## REQUEST
Decide whether each statement agrees with the notes on Lorenz's publications, answering yes or no and quoting the words from the notes that settle it. 1. The Essence of Chaos is based on lectures Lorenz gave at the University of Washington in 1990. 2. The Essence of Chaos contains four appendices. 3. The 1960 paper "Maximum simplification of the dynamic equations" was published in the WMO Bulletin.

1993: The Essence of Chaos
University of Washington Press. A general-audience book based on Lorenz’s 1990 Jessie and John Danz Lectures at U Washington. Three appendices reprint:
- Appendix 1: the 1972 AAAS talk text (this is the principal modern archival source for that talk).
- Appendix 2: an updated, more accessible derivation of the 3-variable system from the Saltzman convection model.
- Appendix 3: technical details of the slow manifold.
In Chapter 4, “Our Chaotic Weather,” Lorenz tells the discovery story in his own words.
1996: “The Bulletin Interviews”
WMO Bulletin 45, 111-120. Lorenz interviewed at length about his career. Used heavily by Emanuel as a primary source.
Other key papers worth knowing about
- 1960: “Maximum simplification of the dynamic equations.” Tellus 12, 243-254. Spectral truncation theory; foundation for the 1962 collaboration with Saltzman.

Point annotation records
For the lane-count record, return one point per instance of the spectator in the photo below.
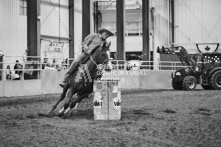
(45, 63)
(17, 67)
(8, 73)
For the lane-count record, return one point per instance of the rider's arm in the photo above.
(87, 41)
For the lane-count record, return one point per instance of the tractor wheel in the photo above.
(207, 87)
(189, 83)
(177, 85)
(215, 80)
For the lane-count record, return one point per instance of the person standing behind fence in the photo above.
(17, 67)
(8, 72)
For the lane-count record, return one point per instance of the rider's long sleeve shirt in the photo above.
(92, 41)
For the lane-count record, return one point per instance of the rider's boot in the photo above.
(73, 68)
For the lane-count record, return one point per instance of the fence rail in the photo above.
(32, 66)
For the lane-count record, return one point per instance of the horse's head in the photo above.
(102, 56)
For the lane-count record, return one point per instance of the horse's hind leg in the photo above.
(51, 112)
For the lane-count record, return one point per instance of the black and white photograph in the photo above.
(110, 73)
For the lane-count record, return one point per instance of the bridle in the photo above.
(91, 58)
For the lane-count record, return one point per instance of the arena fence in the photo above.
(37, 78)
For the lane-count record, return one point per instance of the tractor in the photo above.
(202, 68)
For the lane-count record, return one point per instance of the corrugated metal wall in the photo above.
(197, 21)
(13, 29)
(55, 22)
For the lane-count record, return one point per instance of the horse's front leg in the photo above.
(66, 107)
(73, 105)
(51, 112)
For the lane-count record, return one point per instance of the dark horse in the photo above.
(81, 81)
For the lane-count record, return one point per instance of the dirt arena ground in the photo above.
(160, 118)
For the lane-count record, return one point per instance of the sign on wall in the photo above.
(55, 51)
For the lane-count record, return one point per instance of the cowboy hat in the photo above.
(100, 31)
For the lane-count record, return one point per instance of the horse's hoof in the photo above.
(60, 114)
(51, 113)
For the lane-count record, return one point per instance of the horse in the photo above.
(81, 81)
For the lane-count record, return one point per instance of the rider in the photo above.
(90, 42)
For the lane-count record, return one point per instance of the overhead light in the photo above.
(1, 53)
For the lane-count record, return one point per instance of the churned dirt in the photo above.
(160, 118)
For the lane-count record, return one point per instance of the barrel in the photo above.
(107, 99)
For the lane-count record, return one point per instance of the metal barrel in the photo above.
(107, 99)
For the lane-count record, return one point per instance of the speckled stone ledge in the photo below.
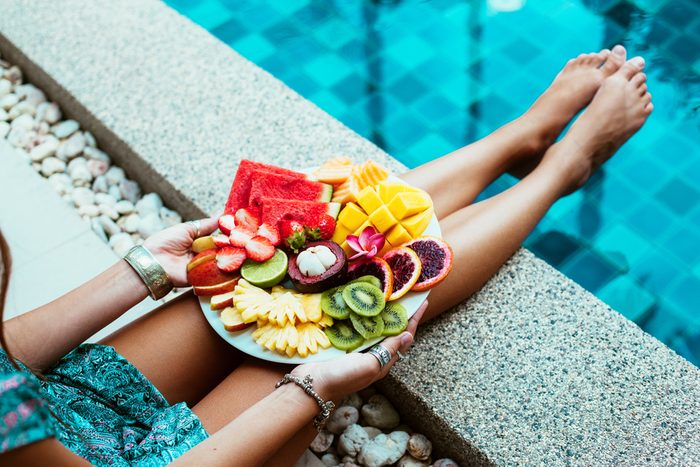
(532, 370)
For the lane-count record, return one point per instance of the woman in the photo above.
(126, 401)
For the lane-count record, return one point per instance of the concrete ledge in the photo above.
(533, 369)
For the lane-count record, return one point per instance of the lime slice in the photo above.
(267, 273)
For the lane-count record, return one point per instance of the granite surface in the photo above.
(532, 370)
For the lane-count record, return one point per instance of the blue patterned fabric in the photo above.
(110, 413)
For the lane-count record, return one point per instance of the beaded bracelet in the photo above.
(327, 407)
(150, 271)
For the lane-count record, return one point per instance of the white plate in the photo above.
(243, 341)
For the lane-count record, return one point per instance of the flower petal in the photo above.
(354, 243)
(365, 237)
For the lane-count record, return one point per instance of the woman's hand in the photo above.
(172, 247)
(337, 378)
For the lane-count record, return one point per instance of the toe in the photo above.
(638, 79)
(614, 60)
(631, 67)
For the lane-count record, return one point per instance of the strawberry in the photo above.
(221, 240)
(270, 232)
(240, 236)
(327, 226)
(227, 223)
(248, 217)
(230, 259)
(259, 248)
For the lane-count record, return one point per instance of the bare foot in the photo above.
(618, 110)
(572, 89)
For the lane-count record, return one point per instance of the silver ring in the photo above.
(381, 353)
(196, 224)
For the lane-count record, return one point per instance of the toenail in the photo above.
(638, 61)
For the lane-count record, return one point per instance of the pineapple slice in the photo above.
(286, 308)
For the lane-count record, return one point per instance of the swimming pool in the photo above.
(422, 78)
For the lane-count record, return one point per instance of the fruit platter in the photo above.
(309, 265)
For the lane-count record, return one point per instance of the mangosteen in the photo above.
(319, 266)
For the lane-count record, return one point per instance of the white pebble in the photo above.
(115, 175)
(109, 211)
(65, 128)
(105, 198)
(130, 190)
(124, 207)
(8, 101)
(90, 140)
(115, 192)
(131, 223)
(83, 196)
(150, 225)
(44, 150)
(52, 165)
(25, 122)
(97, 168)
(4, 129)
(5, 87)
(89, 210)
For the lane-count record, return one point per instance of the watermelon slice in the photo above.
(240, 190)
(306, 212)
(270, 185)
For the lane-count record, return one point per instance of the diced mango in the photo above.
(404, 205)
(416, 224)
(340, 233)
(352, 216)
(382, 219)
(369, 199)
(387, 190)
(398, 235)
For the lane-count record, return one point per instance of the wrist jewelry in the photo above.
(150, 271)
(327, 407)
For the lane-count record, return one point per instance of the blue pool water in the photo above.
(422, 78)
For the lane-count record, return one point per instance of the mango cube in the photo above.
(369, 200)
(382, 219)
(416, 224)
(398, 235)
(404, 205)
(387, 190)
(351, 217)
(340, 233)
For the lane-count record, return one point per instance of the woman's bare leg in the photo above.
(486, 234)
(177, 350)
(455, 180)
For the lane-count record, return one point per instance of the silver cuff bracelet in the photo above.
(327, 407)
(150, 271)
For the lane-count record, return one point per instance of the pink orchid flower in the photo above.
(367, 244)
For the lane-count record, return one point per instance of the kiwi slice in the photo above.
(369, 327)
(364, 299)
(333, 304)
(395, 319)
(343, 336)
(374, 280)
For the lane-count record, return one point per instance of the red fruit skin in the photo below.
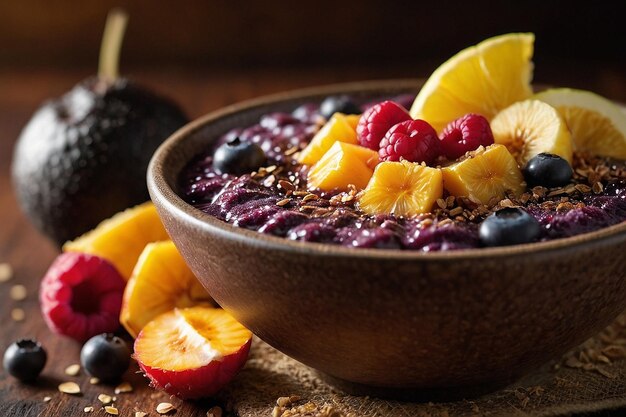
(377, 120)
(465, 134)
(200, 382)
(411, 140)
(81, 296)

## THE COMPLETED TASK
1. Yes: "based on Lorenz’s 1990 Jessie and John Danz Lectures at U Washington"
2. No: "Three appendices reprint:"
3. No: "Tellus 12, 243-254."